**TEXTAUSZUG**
Gesellschaft muss nach Wohnungskauf mit Eigenbedarf warten
Hintergrund: Gesellschaft kauft Wohnung und kündigt Mietvertrag
Eine Gesellschaft bürgerlichen Rechts verlangt vom Mieter einer Wohnung in Frankfurt am Main sowie dessen Familie die Räumung.
Das Mietverhältnis besteht seit 1981. Die Gesellschaft hat das Eigentum an dem Gebäude im Januar 2015 erworben und ist als Vermieterin in den Mietvertrag eingetreten. Im Mai 2015 kündigte die Gesellschaft das Mietverhältnis wegen Eigenbedarfs eines ihrer Gesellschafter. Der Mieter widersprach der Kündigung.
Entscheidung: Erwerber muss Kündigungssperrfrist einhalten
Die Räumungsklage hat keinen Erfolg, denn die Kündigung war unwirksam.
Zwar wäre es der neuen Vermieterin als Gesellschaft bürgerlichen Rechts an sich möglich, sich nach ihrem Eintritt in den Mietvertrag in entsprechender Anwendung des § 573 Abs. 2 Nr. 2 BGB auf einen Eigenbedarf ihres Gesellschafters zu berufen.

**DATENSÄTZE**
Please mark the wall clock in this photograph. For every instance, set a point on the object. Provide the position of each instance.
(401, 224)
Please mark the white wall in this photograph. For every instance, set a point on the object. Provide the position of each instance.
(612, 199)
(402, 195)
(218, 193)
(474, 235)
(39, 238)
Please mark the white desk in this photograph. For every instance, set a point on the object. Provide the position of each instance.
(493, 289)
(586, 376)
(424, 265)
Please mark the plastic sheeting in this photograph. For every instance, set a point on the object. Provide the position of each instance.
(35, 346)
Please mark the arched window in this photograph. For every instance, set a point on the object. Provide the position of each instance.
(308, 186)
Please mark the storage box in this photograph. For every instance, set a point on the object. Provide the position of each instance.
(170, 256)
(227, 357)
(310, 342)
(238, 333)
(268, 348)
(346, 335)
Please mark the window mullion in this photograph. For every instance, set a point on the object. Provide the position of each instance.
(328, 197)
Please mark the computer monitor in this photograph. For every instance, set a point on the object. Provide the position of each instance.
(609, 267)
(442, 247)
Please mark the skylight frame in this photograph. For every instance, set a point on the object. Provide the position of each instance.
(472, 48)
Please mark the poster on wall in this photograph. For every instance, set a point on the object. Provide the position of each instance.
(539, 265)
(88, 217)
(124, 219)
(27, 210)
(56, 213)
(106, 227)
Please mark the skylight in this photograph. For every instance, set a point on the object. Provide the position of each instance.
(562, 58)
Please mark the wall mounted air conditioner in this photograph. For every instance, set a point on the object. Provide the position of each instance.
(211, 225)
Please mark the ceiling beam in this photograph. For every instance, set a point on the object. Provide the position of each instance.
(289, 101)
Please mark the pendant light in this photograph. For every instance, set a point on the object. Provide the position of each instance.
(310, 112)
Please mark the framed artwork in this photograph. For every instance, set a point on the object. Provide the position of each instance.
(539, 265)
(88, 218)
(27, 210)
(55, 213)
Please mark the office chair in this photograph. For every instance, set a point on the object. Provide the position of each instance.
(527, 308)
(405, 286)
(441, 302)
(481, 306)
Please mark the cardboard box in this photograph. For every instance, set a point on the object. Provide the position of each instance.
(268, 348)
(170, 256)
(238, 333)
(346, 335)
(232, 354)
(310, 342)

**AUFGABE**
Seit welchem Jahr besteht laut dem Textauszug das Mietverhältnis? Die Datensätze stehen in keinem Zusammenhang mit dem Textauszug.

**LÖSUNG**
Seit 1981.